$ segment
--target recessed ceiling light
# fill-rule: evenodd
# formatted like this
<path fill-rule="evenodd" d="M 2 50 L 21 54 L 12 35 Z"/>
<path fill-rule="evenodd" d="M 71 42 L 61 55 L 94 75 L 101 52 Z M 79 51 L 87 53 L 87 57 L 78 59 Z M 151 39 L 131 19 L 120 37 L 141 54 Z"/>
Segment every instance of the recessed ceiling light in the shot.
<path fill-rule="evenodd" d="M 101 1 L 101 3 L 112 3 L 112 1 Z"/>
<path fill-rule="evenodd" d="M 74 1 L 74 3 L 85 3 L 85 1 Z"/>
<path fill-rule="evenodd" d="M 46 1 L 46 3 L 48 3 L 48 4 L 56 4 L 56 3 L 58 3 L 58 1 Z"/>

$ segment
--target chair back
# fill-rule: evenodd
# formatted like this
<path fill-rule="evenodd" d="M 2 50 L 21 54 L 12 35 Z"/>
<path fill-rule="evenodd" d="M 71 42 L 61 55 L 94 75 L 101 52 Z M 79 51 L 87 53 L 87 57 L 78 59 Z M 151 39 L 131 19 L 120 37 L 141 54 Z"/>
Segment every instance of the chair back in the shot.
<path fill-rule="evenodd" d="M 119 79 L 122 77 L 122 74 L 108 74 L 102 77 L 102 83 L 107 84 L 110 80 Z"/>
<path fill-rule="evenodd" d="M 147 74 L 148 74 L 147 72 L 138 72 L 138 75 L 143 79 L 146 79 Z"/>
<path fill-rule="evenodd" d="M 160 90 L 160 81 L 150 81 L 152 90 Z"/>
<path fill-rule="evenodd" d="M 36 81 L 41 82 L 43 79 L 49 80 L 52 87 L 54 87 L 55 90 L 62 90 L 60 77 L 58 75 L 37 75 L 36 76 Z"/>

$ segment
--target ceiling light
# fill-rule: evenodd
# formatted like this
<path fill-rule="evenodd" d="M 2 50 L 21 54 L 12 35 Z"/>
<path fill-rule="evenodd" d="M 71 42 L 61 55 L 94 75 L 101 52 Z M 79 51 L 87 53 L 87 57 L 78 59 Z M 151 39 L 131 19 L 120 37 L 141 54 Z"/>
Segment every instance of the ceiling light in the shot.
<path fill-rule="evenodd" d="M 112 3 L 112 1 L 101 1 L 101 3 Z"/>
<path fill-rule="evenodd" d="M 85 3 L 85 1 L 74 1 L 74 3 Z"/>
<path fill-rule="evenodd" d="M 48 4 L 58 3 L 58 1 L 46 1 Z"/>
===============
▸ **How to complete this task**:
Transcribe every entry verbatim.

▸ **Response below**:
$ segment
--target recessed ceiling light
# fill-rule: evenodd
# formatted like this
<path fill-rule="evenodd" d="M 2 50 L 21 54 L 12 35 Z"/>
<path fill-rule="evenodd" d="M 71 42 L 61 55 L 94 75 L 101 52 Z M 79 51 L 87 53 L 87 57 L 78 59 Z M 151 39 L 131 19 L 120 37 L 141 54 Z"/>
Segment every instance of the recessed ceiling light in the shot.
<path fill-rule="evenodd" d="M 101 1 L 101 3 L 112 3 L 112 1 Z"/>
<path fill-rule="evenodd" d="M 74 1 L 74 3 L 85 3 L 85 1 Z"/>
<path fill-rule="evenodd" d="M 46 1 L 46 3 L 48 3 L 48 4 L 56 4 L 56 3 L 58 3 L 58 1 Z"/>

$ segment
--target chair back
# fill-rule: evenodd
# formatted like this
<path fill-rule="evenodd" d="M 2 50 L 21 54 L 12 35 Z"/>
<path fill-rule="evenodd" d="M 71 42 L 61 55 L 94 75 L 101 52 Z M 79 51 L 87 53 L 87 57 L 78 59 Z M 151 39 L 131 19 L 120 37 L 141 54 Z"/>
Segment every instance of the chair back in the shot.
<path fill-rule="evenodd" d="M 119 79 L 122 77 L 122 74 L 108 74 L 102 77 L 102 83 L 107 84 L 110 80 Z"/>
<path fill-rule="evenodd" d="M 147 74 L 148 74 L 147 72 L 138 72 L 138 75 L 143 79 L 146 79 Z"/>
<path fill-rule="evenodd" d="M 160 90 L 160 81 L 150 81 L 152 90 Z"/>
<path fill-rule="evenodd" d="M 36 81 L 41 82 L 43 79 L 49 80 L 52 87 L 54 87 L 55 90 L 62 90 L 60 77 L 58 75 L 37 75 L 36 76 Z"/>

$ segment
--target ceiling light
# fill-rule: evenodd
# formatted like this
<path fill-rule="evenodd" d="M 2 50 L 21 54 L 12 35 Z"/>
<path fill-rule="evenodd" d="M 71 42 L 61 55 L 94 75 L 101 52 Z M 79 51 L 87 53 L 87 57 L 78 59 Z M 151 39 L 131 19 L 120 37 L 141 54 Z"/>
Segment every instance of the ceiling light in the shot.
<path fill-rule="evenodd" d="M 112 3 L 112 1 L 101 1 L 101 3 Z"/>
<path fill-rule="evenodd" d="M 85 3 L 85 1 L 74 1 L 74 3 Z"/>
<path fill-rule="evenodd" d="M 48 4 L 58 3 L 58 1 L 46 1 Z"/>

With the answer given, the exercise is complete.